Passage provided:
Live Love Ministries gets a home, a new church begins
By Johanna Willett | Oct 17, 2022

Eric Gibbs talks with teenagers in the ministry center before the group leaves for youth camp.
Before Live Love Ministries in Casa Grande had a physical address, Eric and Brittany Gibbs often brought ministry home, filling their living room with school supplies and backpacks in the fall and toys and gifts in the months approaching Christmas.
It was hectic but worth it. The Gibbses, alongside Live Love Ministries church planting team member Julia Curtis, were sharing Jesus with men and women on the Tohono O’odham Nation and in the Gila River Indian Community.
The Gibbses have been doing this since 2010, working in multiple villages, building relationships and starting Bible studies. Every new school year, they hand out hundreds of backpacks and school supplies — this year to about 800 children. And come December, they coordinate Christmas in the Villages, a massive undertaking that provides gifts to anywhere from 700 to 1,000, mostly on the Tohono O’odham Nation.
“We want to work toward a vision of seeing a consistent Gospel presence in every community where we serve,” said Eric, adding that Live Love Ministries is currently active in about 10 different villages.
And while much of that ministry happens in Tohono O’odham communities miles from Casa Grande, at the end of 2019, the team began to pray about finding a permanent home — a pursuit complicated by their limited budget as support-raising missionaries.

Julia Curtis and Brittany and Eric Gibbs (from left to right) work with volunteers (including members of Brittany’s family) in the new Live Love Ministries Center to prepare for Christmas in the Villages last year.
For a time, they borrowed space from Pinal County Cowboy Church but continued to desire a place of their own — a place where hundreds of Christmas gifts could spread out and mission teams could come to stay.
“We wanted a place to plant another church in town and to train indigenous leaders,” Eric added. “We wanted a home base for missions that was close to both reservations that was a place we could come to during the day.”

Supplied records:
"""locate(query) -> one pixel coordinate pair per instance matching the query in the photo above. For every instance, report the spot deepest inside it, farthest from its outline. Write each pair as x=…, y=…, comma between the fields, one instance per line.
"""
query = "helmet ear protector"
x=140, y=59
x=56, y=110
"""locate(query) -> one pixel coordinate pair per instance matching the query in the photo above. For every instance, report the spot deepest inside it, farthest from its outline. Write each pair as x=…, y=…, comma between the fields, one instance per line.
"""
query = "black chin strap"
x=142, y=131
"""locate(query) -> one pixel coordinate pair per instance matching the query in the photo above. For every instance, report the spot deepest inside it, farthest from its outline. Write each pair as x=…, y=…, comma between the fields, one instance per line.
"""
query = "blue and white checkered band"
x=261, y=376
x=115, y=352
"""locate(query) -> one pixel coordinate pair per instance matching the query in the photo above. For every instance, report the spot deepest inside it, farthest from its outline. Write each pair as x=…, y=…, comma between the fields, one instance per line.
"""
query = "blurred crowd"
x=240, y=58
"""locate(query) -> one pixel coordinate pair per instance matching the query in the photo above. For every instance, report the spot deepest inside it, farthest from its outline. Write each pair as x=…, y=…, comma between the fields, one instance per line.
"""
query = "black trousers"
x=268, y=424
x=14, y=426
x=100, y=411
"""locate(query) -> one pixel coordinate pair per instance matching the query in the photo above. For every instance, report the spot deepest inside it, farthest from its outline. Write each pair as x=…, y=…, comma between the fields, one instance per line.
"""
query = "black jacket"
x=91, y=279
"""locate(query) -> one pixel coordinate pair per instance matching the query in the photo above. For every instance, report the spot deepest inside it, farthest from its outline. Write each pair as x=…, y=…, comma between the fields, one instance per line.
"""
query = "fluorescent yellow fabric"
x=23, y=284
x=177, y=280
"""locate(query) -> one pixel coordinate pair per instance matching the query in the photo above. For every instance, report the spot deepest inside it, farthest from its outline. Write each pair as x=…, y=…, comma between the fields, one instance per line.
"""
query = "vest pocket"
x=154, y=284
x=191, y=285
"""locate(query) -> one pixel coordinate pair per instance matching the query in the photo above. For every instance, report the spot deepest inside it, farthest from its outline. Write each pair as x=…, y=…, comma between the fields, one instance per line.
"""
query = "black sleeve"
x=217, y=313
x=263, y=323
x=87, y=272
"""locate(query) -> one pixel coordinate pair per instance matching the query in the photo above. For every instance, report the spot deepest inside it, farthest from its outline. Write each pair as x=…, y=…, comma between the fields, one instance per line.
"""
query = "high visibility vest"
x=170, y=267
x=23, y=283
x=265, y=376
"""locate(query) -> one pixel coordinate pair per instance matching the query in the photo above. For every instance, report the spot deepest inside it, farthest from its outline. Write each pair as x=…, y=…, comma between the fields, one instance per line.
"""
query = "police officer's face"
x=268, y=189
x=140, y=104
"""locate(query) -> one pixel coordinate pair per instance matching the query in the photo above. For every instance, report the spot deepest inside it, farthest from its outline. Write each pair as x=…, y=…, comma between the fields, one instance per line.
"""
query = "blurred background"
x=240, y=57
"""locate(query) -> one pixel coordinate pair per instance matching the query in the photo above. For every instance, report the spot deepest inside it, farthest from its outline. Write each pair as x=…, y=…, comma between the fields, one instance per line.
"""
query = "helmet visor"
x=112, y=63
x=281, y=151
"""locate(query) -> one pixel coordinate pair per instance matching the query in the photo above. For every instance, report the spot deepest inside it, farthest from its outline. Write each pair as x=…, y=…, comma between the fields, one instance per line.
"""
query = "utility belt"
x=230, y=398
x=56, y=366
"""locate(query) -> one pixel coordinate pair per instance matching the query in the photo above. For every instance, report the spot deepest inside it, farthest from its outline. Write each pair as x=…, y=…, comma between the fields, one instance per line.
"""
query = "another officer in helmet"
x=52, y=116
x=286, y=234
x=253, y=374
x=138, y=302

The problem:
Copy out, word for word, the section of the Live Love Ministries article that begins with the words containing "Eric Gibbs talks" and ends with "months approaching Christmas.".

Solution to this task:
Eric Gibbs talks with teenagers in the ministry center before the group leaves for youth camp.
Before Live Love Ministries in Casa Grande had a physical address, Eric and Brittany Gibbs often brought ministry home, filling their living room with school supplies and backpacks in the fall and toys and gifts in the months approaching Christmas.